## REQUEST
Copy every one of the entries below word for word, from the first line to the last. Leave out the pictures in your answer.

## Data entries
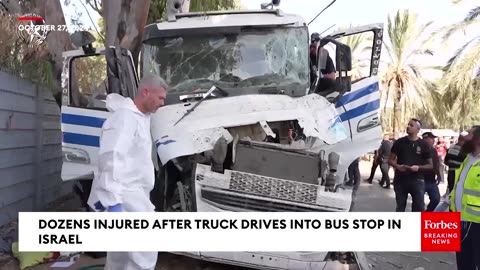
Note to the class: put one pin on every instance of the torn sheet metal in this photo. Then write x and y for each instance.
(199, 131)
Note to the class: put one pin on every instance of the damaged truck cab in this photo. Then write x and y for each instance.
(243, 128)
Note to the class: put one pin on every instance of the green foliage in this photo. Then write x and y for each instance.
(158, 7)
(17, 58)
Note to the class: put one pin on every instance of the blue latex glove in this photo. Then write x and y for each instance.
(115, 208)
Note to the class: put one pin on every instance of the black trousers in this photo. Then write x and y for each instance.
(469, 256)
(384, 168)
(433, 192)
(373, 170)
(354, 172)
(451, 180)
(416, 189)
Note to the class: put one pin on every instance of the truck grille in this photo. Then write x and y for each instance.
(233, 201)
(273, 187)
(245, 191)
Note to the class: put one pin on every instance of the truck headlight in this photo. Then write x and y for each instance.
(75, 155)
(368, 123)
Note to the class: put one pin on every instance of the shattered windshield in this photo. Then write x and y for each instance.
(253, 58)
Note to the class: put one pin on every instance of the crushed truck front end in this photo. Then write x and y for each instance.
(259, 140)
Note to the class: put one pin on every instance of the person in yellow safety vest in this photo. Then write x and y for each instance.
(465, 198)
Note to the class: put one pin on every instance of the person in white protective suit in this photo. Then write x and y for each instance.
(126, 174)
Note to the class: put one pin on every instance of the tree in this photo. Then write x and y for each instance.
(124, 23)
(460, 82)
(403, 83)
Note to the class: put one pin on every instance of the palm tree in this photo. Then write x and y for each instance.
(462, 74)
(402, 79)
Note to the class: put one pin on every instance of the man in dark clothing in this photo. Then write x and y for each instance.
(354, 174)
(384, 153)
(374, 167)
(410, 157)
(432, 178)
(328, 72)
(455, 156)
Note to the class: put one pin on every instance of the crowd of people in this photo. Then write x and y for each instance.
(420, 163)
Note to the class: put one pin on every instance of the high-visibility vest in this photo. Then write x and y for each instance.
(471, 193)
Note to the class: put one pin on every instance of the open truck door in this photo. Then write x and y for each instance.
(89, 75)
(356, 92)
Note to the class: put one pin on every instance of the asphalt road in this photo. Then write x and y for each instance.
(368, 198)
(373, 198)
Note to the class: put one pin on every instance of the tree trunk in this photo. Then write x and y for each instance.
(397, 112)
(57, 41)
(124, 23)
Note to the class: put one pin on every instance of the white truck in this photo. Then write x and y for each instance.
(243, 128)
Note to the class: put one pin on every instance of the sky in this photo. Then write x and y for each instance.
(358, 12)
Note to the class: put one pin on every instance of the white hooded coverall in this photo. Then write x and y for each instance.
(125, 173)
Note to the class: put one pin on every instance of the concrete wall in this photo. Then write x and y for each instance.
(30, 148)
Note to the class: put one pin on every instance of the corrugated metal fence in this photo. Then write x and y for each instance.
(30, 148)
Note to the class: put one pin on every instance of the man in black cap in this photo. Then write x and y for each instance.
(432, 177)
(328, 73)
(454, 158)
(410, 157)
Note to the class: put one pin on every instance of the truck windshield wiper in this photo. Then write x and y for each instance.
(205, 96)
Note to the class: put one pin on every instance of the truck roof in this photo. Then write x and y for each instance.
(195, 22)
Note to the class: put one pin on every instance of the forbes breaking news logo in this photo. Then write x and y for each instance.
(441, 231)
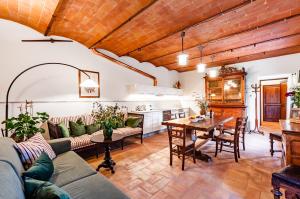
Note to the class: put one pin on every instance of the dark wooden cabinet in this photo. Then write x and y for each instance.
(226, 93)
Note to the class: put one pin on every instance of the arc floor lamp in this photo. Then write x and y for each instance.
(88, 83)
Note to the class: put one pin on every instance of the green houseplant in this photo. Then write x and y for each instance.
(25, 125)
(295, 94)
(109, 117)
(203, 105)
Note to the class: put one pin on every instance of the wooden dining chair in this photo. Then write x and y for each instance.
(180, 144)
(242, 135)
(231, 141)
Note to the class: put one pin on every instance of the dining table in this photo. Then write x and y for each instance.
(205, 124)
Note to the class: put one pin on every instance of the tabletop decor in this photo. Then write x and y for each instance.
(25, 125)
(109, 117)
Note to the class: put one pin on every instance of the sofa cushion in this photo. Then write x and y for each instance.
(42, 169)
(82, 141)
(69, 167)
(54, 130)
(133, 121)
(11, 185)
(64, 130)
(37, 189)
(94, 187)
(92, 128)
(77, 129)
(31, 149)
(127, 131)
(8, 153)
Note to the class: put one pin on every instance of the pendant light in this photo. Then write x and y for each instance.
(201, 66)
(182, 57)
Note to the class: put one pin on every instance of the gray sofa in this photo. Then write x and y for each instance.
(71, 173)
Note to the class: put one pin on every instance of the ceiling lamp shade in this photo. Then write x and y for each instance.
(201, 66)
(213, 73)
(89, 83)
(182, 57)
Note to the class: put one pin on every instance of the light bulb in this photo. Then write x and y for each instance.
(182, 59)
(213, 73)
(201, 67)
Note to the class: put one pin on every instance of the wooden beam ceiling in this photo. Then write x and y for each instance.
(149, 30)
(58, 6)
(251, 57)
(32, 13)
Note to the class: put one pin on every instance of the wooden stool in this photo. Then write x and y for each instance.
(275, 136)
(289, 179)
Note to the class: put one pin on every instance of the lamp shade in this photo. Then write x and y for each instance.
(89, 83)
(201, 68)
(182, 59)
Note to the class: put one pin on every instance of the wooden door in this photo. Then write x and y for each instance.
(271, 103)
(283, 90)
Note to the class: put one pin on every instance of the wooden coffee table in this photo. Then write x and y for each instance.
(99, 140)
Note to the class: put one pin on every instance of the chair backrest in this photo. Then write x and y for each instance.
(240, 127)
(177, 131)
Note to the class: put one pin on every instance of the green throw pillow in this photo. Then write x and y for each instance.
(80, 121)
(77, 129)
(133, 122)
(42, 169)
(92, 128)
(37, 189)
(121, 124)
(64, 130)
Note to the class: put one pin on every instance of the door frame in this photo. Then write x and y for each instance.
(260, 94)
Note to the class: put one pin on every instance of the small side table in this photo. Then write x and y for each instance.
(108, 161)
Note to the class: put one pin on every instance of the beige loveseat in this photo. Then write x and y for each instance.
(83, 142)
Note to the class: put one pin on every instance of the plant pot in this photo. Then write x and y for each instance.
(107, 133)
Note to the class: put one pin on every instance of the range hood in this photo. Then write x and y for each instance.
(153, 90)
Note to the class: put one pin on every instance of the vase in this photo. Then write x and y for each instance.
(107, 133)
(202, 112)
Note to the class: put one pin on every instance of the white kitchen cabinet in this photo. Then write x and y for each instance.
(153, 120)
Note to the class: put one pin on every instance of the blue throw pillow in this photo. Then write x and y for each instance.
(37, 189)
(42, 169)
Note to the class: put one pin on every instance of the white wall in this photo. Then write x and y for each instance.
(277, 67)
(55, 88)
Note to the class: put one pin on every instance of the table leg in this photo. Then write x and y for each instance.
(108, 162)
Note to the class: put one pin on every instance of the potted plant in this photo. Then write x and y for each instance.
(295, 94)
(25, 125)
(109, 117)
(203, 105)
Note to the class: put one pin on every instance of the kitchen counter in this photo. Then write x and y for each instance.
(154, 118)
(158, 110)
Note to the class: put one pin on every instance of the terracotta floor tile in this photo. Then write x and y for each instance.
(143, 171)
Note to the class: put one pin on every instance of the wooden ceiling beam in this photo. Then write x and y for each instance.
(125, 22)
(96, 52)
(58, 6)
(240, 47)
(232, 9)
(225, 37)
(252, 57)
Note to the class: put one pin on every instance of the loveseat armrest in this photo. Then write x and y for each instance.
(60, 145)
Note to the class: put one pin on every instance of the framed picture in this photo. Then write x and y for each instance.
(89, 92)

## FULL ANSWER
Note to the class: put one pin on every instance of the torn sheet metal in this photo. Then write x and y for each instance.
(199, 131)
Note to the class: put one pin on every instance of the damaged truck cab in this photo. Then write x and y for each instance.
(243, 128)
Note to the class: put one pin on every instance of the green foliage in this photo. Then write x and y for each instance.
(158, 7)
(17, 58)
Note to the class: put one pin on every instance of the blue latex glove in this photo. Then write x and y for each instance.
(115, 208)
Note to the class: put one pin on every instance of the black trousers in this photo. Then write x and y for each instance.
(469, 256)
(384, 168)
(433, 192)
(373, 170)
(354, 172)
(451, 180)
(416, 189)
Note to the class: put one pin on every instance of the truck grille in this photo. Then write x and y for each instance.
(233, 201)
(273, 187)
(245, 191)
Note to the class: put one pin on every instance of the truck headlight in this photo. Then write x and y for each instance.
(75, 155)
(368, 123)
Note to the class: put one pin on every instance of the shattered windshield in this photo. Then write x and y for each instance.
(253, 58)
Note to the class: put one pin on every instance of the crushed truck front end in this photo. Then write x and y for each instance.
(259, 140)
Note to the class: put one pin on every instance of the person in yellow safety vest in this photo. Then write x and y for each instance.
(465, 198)
Note to the class: put one pin on every instance of the person in white protective suit in this photo. Then write x and y for each instance.
(126, 174)
Note to the class: put one pin on every instance of the tree in this photo. Then write x and y for each instance.
(124, 23)
(460, 82)
(403, 83)
Note to the class: put one pin on every instance of the palm tree in this photo. Then write x and y for each instance.
(462, 74)
(402, 79)
Note to the class: put one pin on every instance of the man in dark clothing in this photo. Then write x and y for each instance.
(354, 174)
(384, 153)
(374, 167)
(410, 157)
(432, 178)
(328, 72)
(455, 156)
Note to the class: put one pin on every instance of the crowd of people in this photo. Then write x and y for each instance.
(420, 163)
Note to the class: put one pin on every instance of the high-visibility vest in this photo. Then write x and y for each instance.
(471, 193)
Note to the class: put one pin on every instance of the open truck door in this photo. Then write x and y for each instance.
(89, 75)
(356, 92)
Note to the class: put one pin on every instance of the asphalt road in this photo. Then write x and y for each instance.
(368, 198)
(373, 198)
Note to the class: put one pin on every instance of the tree trunk in this photo. Then write x and y for each instance.
(397, 112)
(57, 41)
(124, 23)
Note to the class: put one pin on every instance of the white truck in this photo. Then write x and y for each instance.
(243, 128)
Note to the class: put one pin on every instance of the sky in this photo. Then write x and y for each instance.
(358, 12)
Note to the class: put one pin on every instance of the white hooded coverall in this photo. Then write x and y for each instance.
(125, 173)
Note to the class: put one pin on every instance of the concrete wall in this photo. Then write x and y for each instance.
(30, 148)
Note to the class: put one pin on every instance of the corrugated metal fence in this photo. Then write x and y for each instance.
(30, 148)
Note to the class: put one pin on every instance of the man in black cap in this photo. Then write x and y for each instance.
(432, 177)
(328, 73)
(454, 158)
(410, 157)
Note to the class: put one pin on every instance of the truck windshield wiper in this photo. Then write x and y for each instance.
(205, 96)
Note to the class: put one pin on every instance of the truck roof in this photo. Then write x and y for each instance.
(195, 22)
Note to the class: put one pin on every instance of the forbes breaking news logo in this photo. Then write x and y for each instance.
(441, 231)
Note to the class: put one pin on every instance of the dark wooden cabinet in this photo. Then write x and y for each instance.
(226, 93)
Note to the class: put one pin on every instance of the arc floor lamp in this photo. Then write x and y for each instance.
(88, 83)
Note to the class: put one pin on every instance of the green houseplant in this photo. Then write x and y for each instance.
(25, 125)
(295, 94)
(109, 117)
(203, 105)
Note to the class: put one pin on every instance of the wooden dining chair in this photo. Then write x and y for each instance.
(180, 144)
(242, 135)
(231, 141)
Note to the class: put one pin on every instance of the dining table in this photo. Then write x and y for each instance.
(205, 124)
Note to the class: put one pin on every instance of the tabletop decor in this photo. Then write x and y for each instance.
(25, 125)
(109, 117)
Note to the class: put one pin on every instance of the sofa cushion in this photo. Then write x and y for each instance.
(42, 169)
(82, 141)
(69, 167)
(54, 130)
(133, 121)
(11, 185)
(64, 130)
(37, 189)
(94, 187)
(92, 128)
(77, 129)
(31, 149)
(127, 131)
(8, 153)
Note to the class: put one pin on every instance of the pendant light in this photo. Then write x and y for each instance.
(201, 66)
(182, 57)
Note to the class: put one pin on every instance of the gray sofa in this photo. Then write x and y for each instance.
(71, 173)
Note to the class: put one pin on every instance of the ceiling lamp shade in this photo. Then write x and y for each instance.
(201, 66)
(213, 73)
(89, 83)
(182, 57)
Note to the class: put one pin on every instance of the light bulb in this photo. Then write x and y for each instance.
(182, 59)
(213, 73)
(201, 67)
Note to the class: put one pin on every instance of the wooden beam ceiling in this photo. Then write x and y for each instance.
(149, 30)
(58, 6)
(251, 57)
(32, 13)
Note to the class: put one pin on every instance of the wooden stool in this photo. Then write x and y for each instance.
(275, 136)
(289, 179)
Note to the class: put one pin on every instance of the lamp shade in this photo. Then write x and y for each instance.
(89, 83)
(201, 68)
(182, 59)
Note to the class: put one pin on every instance of the wooden door in this photo. Then write x and y for each instance.
(271, 103)
(283, 90)
Note to the class: put one pin on every instance of the wooden coffee table in this photo. Then write x and y for each instance.
(99, 140)
Note to the class: put one pin on every instance of the chair backrest in this photo. Then write x and y for each instance.
(240, 127)
(177, 131)
Note to the class: put one pin on every instance of the green throw pillow in this photo. Then write x and y for each instance.
(80, 121)
(77, 129)
(133, 122)
(42, 169)
(92, 128)
(37, 189)
(121, 124)
(64, 130)
Note to the class: put one pin on every instance of the door frame in this photo. Then write x and y for each instance.
(260, 94)
Note to the class: put one pin on every instance of the small side table in this photo. Then write x and y for each instance.
(108, 161)
Note to the class: put one pin on every instance of the beige loveseat in this photo. Then write x and y for each instance.
(83, 142)
Note to the class: put one pin on every instance of the plant pot in this photo. Then write x and y for each instance.
(107, 133)
Note to the class: put one pin on every instance of the range hood in this photo. Then write x and y for each instance.
(153, 90)
Note to the class: put one pin on every instance of the vase in this photo. Then write x and y for each instance.
(107, 133)
(202, 112)
Note to the class: put one pin on every instance of the white kitchen cabinet in this photo. Then write x and y for each instance.
(153, 120)
Note to the class: put one pin on every instance of the blue throw pillow in this photo. Then write x and y for each instance.
(37, 189)
(42, 169)
Note to the class: put one pin on every instance of the white wall in this photo. Then write x and y for each instance.
(277, 67)
(55, 88)
Note to the class: put one pin on every instance of the table leg in this photo. Then write x and y for each instance.
(108, 162)
Note to the class: put one pin on every instance of the potted plant in this photo. Then write x and y for each instance.
(295, 94)
(25, 125)
(109, 117)
(203, 105)
Note to the class: put one pin on every instance of the kitchen counter in this photo. Then write x and y for each instance.
(154, 118)
(158, 110)
Note to the class: put one pin on every instance of the terracotta floor tile in this photo. Then write x and y for each instance.
(143, 171)
Note to the class: put one pin on every instance of the wooden ceiling beam in this photo. Then write x and y for each instance.
(125, 22)
(96, 52)
(58, 6)
(240, 47)
(232, 9)
(225, 37)
(252, 57)
Note to the class: put one pin on every instance of the loveseat armrest in this photo. Then write x and y for each instance.
(60, 145)
Note to the class: put one pin on every instance of the framed picture in this photo. Then write x and y for each instance.
(89, 92)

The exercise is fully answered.